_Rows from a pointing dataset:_
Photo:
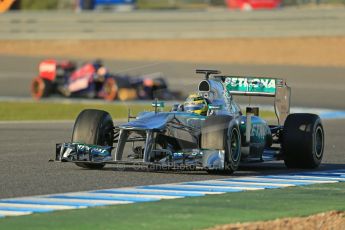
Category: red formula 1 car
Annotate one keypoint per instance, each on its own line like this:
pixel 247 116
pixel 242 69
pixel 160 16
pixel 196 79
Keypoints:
pixel 93 80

_SET TASK:_ Pictures are not part of the copy; reproduce everything else in the records exactly.

_EXERCISE ANSWER:_
Photo:
Category: red formula 1 car
Annotate one keypoint per instance, each on its own line like this:
pixel 247 116
pixel 242 69
pixel 160 16
pixel 196 79
Keypoints:
pixel 93 80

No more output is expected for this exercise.